___ DATA FOR PROCESSING

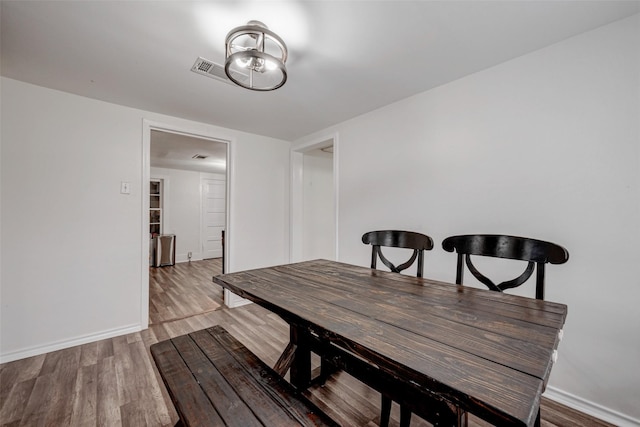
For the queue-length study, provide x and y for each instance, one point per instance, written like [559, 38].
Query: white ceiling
[345, 57]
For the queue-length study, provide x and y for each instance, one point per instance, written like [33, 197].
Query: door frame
[197, 131]
[296, 201]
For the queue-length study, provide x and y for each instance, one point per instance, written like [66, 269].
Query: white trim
[61, 345]
[189, 129]
[295, 195]
[590, 408]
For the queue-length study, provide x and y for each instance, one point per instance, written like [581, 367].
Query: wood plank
[348, 401]
[354, 308]
[177, 376]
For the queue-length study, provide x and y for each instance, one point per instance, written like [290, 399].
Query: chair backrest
[536, 252]
[398, 239]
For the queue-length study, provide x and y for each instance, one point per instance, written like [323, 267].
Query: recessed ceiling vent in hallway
[215, 71]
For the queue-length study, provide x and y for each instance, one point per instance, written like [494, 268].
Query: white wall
[182, 209]
[546, 146]
[72, 260]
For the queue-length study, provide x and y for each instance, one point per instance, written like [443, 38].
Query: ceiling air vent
[215, 71]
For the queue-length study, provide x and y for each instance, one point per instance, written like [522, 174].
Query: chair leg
[385, 412]
[405, 416]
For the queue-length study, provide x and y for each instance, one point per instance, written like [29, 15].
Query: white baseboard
[185, 257]
[591, 408]
[60, 345]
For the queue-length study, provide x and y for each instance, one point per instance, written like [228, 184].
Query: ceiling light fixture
[255, 50]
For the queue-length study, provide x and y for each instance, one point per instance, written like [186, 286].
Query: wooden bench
[214, 380]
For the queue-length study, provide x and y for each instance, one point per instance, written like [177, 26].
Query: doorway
[184, 159]
[314, 201]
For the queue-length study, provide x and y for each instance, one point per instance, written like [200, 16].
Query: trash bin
[164, 250]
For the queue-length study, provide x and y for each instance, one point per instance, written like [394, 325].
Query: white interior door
[213, 216]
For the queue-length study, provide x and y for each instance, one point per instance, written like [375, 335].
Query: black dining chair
[398, 239]
[418, 243]
[537, 253]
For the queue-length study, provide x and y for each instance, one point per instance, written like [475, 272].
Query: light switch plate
[125, 187]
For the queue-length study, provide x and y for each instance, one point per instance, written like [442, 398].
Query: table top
[488, 352]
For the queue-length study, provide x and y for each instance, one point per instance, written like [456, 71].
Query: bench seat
[214, 380]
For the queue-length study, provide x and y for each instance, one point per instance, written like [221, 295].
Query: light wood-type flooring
[114, 382]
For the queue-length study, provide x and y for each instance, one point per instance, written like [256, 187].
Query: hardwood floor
[114, 382]
[182, 290]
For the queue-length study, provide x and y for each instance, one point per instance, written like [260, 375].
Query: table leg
[300, 374]
[286, 358]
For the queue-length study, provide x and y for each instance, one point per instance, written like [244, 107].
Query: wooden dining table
[416, 340]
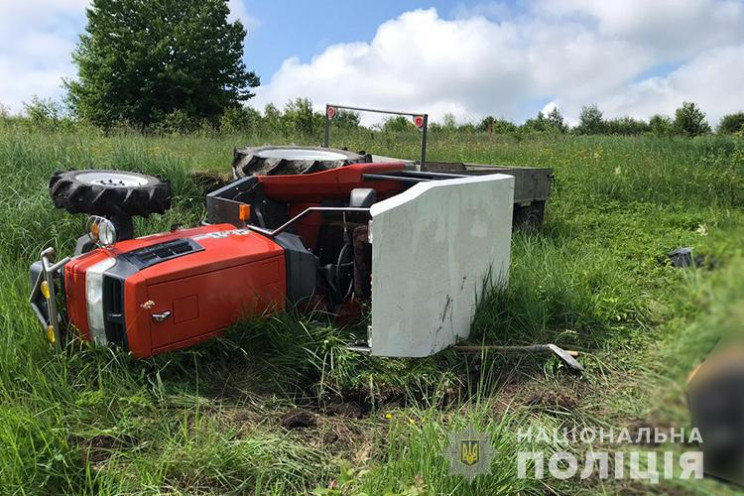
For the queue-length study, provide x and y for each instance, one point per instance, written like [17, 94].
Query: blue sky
[468, 58]
[286, 28]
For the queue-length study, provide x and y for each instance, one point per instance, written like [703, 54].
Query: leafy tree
[690, 120]
[143, 60]
[300, 117]
[552, 122]
[496, 125]
[42, 111]
[272, 118]
[449, 122]
[398, 124]
[538, 124]
[240, 119]
[556, 121]
[346, 119]
[590, 121]
[626, 126]
[661, 125]
[731, 123]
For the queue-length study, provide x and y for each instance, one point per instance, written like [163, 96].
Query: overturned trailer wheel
[272, 160]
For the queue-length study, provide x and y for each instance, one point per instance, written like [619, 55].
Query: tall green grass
[206, 421]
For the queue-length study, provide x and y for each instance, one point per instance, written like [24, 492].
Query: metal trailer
[532, 185]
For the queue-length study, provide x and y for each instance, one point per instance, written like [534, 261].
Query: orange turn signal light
[245, 213]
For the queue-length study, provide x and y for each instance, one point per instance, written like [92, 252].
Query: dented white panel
[432, 247]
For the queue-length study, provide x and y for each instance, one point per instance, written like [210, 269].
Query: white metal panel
[432, 247]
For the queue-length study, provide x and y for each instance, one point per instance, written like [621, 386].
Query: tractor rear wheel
[109, 193]
[272, 160]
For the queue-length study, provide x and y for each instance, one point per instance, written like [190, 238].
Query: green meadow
[208, 420]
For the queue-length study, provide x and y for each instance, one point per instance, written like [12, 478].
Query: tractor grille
[113, 311]
[151, 255]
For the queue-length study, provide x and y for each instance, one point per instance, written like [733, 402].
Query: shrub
[689, 120]
[661, 125]
[590, 121]
[731, 123]
[496, 125]
[240, 119]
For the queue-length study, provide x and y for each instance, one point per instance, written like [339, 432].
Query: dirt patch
[298, 419]
[96, 450]
[344, 409]
[209, 181]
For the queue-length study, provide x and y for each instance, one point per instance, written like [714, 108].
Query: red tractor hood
[203, 279]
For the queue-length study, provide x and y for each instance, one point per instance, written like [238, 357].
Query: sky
[469, 58]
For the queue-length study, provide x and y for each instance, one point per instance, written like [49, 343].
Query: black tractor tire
[274, 160]
[109, 193]
[529, 218]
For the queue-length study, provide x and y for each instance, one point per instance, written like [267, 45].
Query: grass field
[207, 420]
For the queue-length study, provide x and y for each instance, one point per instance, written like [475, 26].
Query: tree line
[176, 66]
[298, 118]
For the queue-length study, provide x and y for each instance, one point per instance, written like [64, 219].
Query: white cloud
[37, 38]
[487, 61]
[496, 58]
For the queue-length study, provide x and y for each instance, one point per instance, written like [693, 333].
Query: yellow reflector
[44, 288]
[245, 212]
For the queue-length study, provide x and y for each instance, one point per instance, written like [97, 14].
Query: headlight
[101, 231]
[94, 299]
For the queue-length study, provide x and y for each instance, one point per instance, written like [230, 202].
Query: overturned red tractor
[321, 230]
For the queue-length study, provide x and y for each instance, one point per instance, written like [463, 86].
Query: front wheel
[109, 193]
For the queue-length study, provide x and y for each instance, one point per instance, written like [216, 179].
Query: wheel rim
[302, 154]
[112, 179]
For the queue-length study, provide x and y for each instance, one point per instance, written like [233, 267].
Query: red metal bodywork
[239, 274]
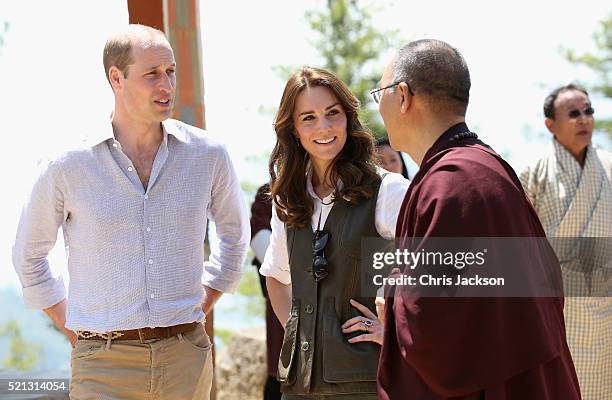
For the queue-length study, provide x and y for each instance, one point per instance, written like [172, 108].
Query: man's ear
[115, 77]
[549, 122]
[405, 97]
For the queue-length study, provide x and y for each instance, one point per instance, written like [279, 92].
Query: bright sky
[55, 92]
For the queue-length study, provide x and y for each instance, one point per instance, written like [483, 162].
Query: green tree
[601, 63]
[351, 48]
[22, 354]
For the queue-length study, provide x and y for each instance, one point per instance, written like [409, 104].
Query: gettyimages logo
[486, 267]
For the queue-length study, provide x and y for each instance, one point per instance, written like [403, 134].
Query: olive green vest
[316, 356]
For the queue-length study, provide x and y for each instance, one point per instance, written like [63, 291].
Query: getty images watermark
[487, 267]
[412, 260]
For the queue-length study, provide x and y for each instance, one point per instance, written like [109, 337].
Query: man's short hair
[118, 48]
[436, 69]
[549, 101]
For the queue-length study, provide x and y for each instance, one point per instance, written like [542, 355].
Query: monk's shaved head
[118, 48]
[435, 69]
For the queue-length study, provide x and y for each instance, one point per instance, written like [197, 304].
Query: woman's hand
[369, 323]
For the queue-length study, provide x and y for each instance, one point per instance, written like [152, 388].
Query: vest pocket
[286, 368]
[344, 361]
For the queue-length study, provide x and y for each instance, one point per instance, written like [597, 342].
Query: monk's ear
[405, 97]
[549, 122]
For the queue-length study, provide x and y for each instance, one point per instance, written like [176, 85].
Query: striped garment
[574, 204]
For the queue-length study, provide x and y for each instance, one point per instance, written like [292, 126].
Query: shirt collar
[169, 127]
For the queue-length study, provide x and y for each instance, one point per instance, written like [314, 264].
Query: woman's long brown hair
[354, 166]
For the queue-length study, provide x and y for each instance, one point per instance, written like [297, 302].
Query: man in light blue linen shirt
[133, 206]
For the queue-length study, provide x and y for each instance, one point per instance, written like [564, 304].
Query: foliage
[351, 47]
[22, 354]
[601, 63]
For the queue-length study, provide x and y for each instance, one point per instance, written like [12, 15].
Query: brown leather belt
[141, 334]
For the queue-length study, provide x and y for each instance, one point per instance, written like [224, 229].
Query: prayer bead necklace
[465, 135]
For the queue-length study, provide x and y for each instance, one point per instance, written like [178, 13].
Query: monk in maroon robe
[493, 348]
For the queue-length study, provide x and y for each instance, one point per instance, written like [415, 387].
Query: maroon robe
[497, 348]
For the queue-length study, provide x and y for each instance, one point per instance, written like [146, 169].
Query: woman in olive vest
[328, 195]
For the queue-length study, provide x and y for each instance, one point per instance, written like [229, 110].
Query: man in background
[463, 348]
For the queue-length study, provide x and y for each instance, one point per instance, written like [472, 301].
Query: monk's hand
[368, 323]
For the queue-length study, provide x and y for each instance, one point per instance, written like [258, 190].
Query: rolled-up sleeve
[41, 217]
[276, 261]
[227, 209]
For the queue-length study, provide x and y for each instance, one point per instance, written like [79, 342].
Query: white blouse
[390, 198]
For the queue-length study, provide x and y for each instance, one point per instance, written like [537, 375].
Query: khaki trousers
[179, 367]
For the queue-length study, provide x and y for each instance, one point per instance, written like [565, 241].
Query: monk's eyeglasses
[319, 262]
[587, 112]
[377, 93]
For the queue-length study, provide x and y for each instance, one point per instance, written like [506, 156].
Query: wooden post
[180, 20]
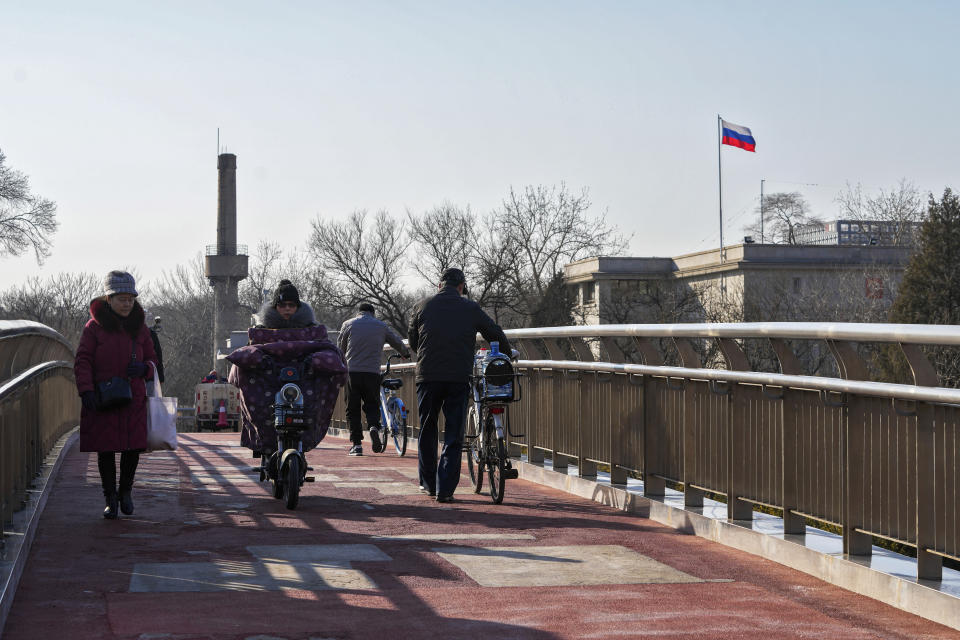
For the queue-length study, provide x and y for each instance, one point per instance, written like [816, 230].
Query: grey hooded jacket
[361, 340]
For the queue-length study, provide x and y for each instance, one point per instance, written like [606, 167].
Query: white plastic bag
[161, 417]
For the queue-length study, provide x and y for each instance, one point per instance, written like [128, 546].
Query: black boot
[126, 503]
[110, 511]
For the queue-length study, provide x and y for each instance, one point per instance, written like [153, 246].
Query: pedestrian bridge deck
[210, 554]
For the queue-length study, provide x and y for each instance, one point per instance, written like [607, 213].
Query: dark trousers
[107, 463]
[451, 399]
[362, 388]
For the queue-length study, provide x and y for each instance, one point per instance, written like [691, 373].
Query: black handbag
[115, 392]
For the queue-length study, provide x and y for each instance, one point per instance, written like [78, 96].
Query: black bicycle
[494, 385]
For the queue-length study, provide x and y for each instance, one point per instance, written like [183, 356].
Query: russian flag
[737, 136]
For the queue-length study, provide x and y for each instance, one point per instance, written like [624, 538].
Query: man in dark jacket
[154, 331]
[443, 332]
[361, 339]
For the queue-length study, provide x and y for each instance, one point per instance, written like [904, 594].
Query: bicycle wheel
[291, 482]
[496, 462]
[277, 480]
[474, 454]
[399, 428]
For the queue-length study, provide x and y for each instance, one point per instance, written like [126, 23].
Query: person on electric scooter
[361, 340]
[443, 331]
[285, 310]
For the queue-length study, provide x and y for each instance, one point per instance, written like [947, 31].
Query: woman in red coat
[115, 342]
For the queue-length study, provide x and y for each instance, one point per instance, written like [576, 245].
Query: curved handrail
[853, 331]
[11, 386]
[20, 328]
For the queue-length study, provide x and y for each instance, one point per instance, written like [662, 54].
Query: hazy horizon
[112, 110]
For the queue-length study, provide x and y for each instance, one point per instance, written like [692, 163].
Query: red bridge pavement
[210, 554]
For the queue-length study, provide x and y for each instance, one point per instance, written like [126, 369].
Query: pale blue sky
[112, 110]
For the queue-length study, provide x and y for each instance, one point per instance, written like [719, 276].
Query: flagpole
[720, 179]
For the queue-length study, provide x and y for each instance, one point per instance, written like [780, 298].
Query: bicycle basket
[497, 380]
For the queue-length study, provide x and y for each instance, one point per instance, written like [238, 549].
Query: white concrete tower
[226, 262]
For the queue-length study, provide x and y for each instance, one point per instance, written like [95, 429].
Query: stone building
[740, 283]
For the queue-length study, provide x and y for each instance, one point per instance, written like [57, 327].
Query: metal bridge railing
[38, 404]
[872, 458]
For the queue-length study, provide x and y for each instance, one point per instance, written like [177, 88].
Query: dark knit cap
[119, 282]
[453, 277]
[286, 292]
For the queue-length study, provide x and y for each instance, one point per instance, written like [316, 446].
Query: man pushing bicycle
[361, 340]
[443, 332]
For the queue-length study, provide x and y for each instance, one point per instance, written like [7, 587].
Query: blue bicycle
[393, 413]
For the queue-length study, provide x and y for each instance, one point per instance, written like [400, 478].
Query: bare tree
[447, 236]
[443, 236]
[901, 205]
[545, 228]
[359, 260]
[263, 274]
[779, 217]
[61, 302]
[186, 302]
[27, 221]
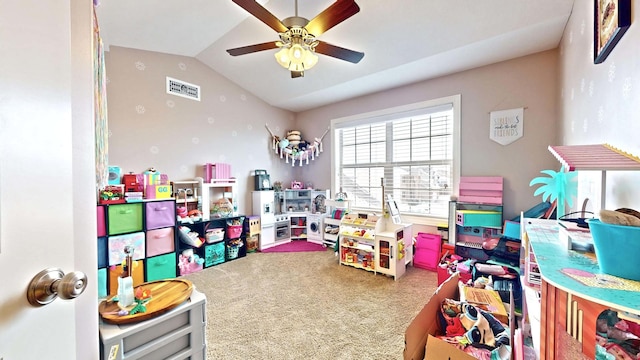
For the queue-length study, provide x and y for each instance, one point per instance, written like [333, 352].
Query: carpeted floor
[307, 306]
[295, 246]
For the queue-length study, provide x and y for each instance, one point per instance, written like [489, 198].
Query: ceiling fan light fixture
[296, 57]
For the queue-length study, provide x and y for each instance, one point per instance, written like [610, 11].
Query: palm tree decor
[559, 186]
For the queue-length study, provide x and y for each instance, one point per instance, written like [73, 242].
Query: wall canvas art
[611, 20]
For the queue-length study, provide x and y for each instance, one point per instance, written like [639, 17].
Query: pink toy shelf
[481, 190]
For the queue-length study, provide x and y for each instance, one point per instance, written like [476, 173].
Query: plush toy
[623, 216]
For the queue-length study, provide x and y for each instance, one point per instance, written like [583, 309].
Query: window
[413, 148]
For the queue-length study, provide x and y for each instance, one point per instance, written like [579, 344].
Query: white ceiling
[404, 41]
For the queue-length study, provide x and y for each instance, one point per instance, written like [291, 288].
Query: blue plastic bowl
[617, 249]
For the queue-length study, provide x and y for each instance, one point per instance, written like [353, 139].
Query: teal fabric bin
[214, 254]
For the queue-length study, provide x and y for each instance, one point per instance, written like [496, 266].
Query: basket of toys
[235, 227]
[189, 237]
[233, 249]
[214, 235]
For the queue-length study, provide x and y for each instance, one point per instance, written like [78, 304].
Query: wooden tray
[165, 295]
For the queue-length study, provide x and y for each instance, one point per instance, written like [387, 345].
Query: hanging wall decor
[293, 147]
[611, 19]
[505, 126]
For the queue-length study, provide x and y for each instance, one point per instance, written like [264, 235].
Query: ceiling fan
[298, 36]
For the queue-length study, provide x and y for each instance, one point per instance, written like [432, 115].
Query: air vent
[184, 89]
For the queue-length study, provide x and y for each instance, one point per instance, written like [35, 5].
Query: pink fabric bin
[160, 241]
[427, 254]
[102, 228]
[234, 231]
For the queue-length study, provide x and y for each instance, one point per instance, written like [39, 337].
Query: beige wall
[150, 128]
[529, 82]
[600, 103]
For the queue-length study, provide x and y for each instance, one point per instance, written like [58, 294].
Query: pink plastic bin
[427, 253]
[234, 231]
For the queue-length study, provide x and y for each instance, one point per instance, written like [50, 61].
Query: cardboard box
[426, 325]
[485, 299]
[440, 350]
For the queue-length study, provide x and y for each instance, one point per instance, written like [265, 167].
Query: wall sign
[506, 126]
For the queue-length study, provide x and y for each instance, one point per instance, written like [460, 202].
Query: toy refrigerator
[263, 206]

______

[WHAT YOU HAVE TO DO]:
Please quote exactly the lines from the one containing "like [387, 345]." through the last line of the records above, both included, and nothing else.

[TASK SOLUTION]:
For the queue-length study, provide x and y for each instance, one point per instance, written like [387, 345].
Query: hanging wall decor
[293, 147]
[611, 19]
[505, 126]
For the queue-length study, provide x and y for each instance, one point per instance, written like [264, 235].
Query: ceiling fan
[298, 36]
For the queue-length study, provide x and y for each instance, one point per instance, written like [432, 115].
Query: air vent
[184, 89]
For the queue-length study, provide x and y for each instance, one point per instance, written like [35, 5].
Query: pink fabric bin
[160, 241]
[427, 254]
[102, 228]
[234, 231]
For the queue-length study, provide x and y for each instance, one point per instance, written like [39, 337].
Query: beige wall
[150, 128]
[529, 82]
[600, 103]
For the queue-length study, provide x and y for each instance, one point per instance, written like [58, 294].
Query: pink plastic bin
[427, 253]
[234, 231]
For the queue-length study, provide x and y for each instance, one point per instance, written like [50, 61].
Query: cardboard box
[426, 325]
[485, 299]
[440, 350]
For the queue-length study, provide x and y for each instance, one point per instance, written like [265, 167].
Query: wall sign
[506, 126]
For the queue-length study, provide x and y for each instance, one point per instance, written like [460, 202].
Query: toy refrigerator
[263, 206]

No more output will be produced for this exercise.